◆ Work task ◆
From the entries below, copy every line holding the word "strap".

[[ Material shown, beginning ]]

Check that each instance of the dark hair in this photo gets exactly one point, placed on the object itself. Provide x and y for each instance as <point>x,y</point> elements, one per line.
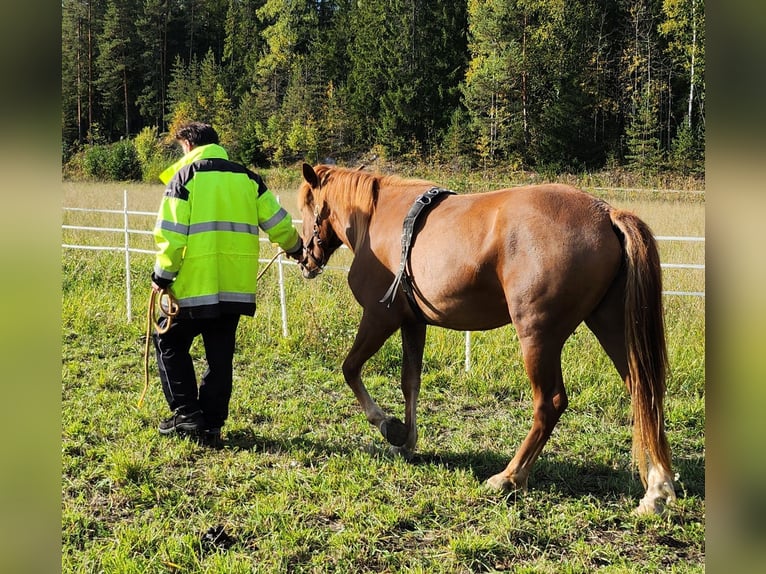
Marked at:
<point>197,133</point>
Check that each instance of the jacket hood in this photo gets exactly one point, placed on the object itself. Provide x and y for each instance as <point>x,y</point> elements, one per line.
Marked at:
<point>200,152</point>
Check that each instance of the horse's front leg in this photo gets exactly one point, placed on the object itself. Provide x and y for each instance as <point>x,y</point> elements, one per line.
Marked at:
<point>372,333</point>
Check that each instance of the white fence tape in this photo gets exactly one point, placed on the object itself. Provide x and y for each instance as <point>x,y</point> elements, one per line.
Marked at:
<point>280,261</point>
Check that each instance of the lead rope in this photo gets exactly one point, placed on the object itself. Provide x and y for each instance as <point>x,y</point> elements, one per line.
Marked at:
<point>170,312</point>
<point>151,321</point>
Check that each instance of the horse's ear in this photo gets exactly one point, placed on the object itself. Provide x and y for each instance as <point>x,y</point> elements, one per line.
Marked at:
<point>310,175</point>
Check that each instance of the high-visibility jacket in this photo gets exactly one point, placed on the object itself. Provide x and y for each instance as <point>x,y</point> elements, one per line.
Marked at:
<point>207,233</point>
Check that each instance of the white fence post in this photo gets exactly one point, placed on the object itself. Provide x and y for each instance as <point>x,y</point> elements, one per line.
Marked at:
<point>281,261</point>
<point>467,351</point>
<point>282,299</point>
<point>128,301</point>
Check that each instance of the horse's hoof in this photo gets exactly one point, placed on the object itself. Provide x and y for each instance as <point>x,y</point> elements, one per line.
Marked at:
<point>394,431</point>
<point>501,483</point>
<point>401,451</point>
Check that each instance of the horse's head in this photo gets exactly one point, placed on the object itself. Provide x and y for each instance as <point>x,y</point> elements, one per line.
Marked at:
<point>319,238</point>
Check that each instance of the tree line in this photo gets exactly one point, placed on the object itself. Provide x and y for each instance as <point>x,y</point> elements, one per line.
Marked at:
<point>555,84</point>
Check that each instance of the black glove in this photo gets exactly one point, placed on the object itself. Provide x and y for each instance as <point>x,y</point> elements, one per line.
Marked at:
<point>160,282</point>
<point>298,251</point>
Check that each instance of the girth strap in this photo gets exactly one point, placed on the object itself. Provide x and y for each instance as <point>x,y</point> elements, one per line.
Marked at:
<point>423,201</point>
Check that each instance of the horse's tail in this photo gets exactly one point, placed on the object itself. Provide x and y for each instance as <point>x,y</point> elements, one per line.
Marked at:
<point>645,340</point>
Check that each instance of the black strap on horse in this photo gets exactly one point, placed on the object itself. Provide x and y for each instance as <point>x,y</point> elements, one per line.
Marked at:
<point>426,201</point>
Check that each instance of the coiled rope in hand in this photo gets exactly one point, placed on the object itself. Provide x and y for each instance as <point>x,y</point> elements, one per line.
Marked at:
<point>170,310</point>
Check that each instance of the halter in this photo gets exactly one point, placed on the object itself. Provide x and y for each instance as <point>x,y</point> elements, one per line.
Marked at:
<point>315,240</point>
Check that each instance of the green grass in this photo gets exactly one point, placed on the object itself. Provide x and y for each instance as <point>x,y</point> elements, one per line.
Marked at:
<point>305,484</point>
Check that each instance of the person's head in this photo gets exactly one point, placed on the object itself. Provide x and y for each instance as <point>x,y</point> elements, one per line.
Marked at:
<point>195,134</point>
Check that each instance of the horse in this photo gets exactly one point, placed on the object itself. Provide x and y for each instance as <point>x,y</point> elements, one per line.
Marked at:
<point>544,258</point>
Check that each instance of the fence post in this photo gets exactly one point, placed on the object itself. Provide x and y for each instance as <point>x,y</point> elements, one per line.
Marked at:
<point>467,351</point>
<point>128,302</point>
<point>282,300</point>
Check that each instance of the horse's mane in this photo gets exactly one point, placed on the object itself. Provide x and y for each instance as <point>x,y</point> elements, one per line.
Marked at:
<point>356,191</point>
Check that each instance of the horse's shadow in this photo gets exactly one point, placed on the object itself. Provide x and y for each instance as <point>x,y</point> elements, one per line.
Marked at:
<point>551,472</point>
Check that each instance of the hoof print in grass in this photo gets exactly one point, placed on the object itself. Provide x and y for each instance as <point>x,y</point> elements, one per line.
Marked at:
<point>216,538</point>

[[ Material shown, end ]]

◆ Exercise solution ◆
Check that each instance of the girth strap in this photo gets exactly one point, placed on the object itself. Provide x and y for each instance as <point>x,y</point> elements, one per line.
Check that each instance of the black strap on horse in this photo gets exactly one point, placed on the object itself. Provide x and y for each instance as <point>x,y</point> elements, one per line.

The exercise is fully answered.